◆ MATERIAL:
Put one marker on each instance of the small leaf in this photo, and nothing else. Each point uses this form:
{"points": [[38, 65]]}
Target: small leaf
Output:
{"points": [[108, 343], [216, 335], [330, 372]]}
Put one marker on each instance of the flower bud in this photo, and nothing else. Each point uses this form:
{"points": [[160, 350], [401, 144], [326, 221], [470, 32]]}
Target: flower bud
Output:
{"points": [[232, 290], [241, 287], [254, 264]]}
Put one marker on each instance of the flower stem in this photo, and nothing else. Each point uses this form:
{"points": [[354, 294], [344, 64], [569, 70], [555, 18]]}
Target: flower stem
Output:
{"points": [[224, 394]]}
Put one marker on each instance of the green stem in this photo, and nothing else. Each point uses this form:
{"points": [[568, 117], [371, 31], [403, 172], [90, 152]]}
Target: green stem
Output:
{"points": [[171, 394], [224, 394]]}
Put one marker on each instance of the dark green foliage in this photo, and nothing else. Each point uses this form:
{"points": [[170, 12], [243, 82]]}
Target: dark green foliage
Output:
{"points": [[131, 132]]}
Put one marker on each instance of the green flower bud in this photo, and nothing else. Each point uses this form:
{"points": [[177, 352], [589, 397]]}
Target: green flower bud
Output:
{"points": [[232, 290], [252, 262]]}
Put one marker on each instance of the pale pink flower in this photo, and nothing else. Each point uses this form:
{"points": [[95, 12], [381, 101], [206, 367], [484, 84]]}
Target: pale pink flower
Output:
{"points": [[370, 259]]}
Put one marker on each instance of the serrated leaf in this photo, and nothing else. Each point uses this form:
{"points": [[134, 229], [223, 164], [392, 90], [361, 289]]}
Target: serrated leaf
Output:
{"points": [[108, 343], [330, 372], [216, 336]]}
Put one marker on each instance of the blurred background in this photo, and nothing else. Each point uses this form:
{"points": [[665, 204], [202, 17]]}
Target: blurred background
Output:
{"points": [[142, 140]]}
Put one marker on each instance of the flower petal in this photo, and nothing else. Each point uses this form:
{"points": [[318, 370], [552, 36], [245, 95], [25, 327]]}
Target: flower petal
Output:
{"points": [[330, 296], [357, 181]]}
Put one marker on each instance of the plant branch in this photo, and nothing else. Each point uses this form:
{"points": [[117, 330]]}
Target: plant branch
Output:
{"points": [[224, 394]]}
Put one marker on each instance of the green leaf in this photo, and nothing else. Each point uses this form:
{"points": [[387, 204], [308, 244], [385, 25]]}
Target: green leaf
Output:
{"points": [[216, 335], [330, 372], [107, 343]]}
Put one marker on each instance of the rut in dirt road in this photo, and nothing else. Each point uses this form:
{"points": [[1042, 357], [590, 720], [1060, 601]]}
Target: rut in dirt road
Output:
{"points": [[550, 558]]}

--

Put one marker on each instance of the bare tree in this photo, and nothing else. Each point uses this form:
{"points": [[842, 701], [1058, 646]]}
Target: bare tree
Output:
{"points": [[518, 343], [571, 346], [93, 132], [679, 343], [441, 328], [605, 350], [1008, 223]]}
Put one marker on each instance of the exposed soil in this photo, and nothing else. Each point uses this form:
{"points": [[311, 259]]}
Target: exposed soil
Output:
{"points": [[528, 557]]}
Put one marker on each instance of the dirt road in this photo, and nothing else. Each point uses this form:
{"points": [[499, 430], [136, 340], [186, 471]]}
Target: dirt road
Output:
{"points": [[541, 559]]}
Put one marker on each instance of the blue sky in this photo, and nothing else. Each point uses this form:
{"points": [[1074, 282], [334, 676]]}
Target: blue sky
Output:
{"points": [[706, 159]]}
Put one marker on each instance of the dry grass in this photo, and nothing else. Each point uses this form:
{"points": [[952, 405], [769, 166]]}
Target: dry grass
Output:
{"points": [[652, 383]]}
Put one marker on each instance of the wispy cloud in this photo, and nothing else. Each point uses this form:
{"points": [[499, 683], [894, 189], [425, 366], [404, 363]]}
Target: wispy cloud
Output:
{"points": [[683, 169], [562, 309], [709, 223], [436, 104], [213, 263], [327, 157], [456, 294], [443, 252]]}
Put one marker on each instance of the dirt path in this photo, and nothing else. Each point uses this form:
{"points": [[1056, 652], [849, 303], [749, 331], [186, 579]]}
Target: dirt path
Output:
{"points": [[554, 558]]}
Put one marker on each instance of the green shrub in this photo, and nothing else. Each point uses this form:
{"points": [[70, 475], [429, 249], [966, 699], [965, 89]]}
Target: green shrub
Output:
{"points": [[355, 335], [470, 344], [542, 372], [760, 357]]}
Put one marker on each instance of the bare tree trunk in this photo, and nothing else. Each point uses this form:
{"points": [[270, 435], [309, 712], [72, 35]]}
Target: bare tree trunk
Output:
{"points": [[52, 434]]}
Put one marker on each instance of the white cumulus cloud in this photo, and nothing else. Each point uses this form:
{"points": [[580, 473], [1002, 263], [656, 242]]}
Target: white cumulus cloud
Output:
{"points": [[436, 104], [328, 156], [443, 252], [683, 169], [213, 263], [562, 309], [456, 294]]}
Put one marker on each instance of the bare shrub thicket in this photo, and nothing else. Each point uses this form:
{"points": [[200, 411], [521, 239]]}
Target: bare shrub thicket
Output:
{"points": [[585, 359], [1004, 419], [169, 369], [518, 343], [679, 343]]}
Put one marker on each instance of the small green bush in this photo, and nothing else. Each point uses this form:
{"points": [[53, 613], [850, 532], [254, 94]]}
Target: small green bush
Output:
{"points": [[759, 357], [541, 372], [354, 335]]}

◆ AIM OF THE EXERCISE: From the material above, pull out every line that contains the word "cumulus", treating case as significant.

◆ TASK ANSWER:
Put one marker on each instance of the white cumulus cloud in this photo, and nothing else. Each point uses this form:
Target: white cumulus cloud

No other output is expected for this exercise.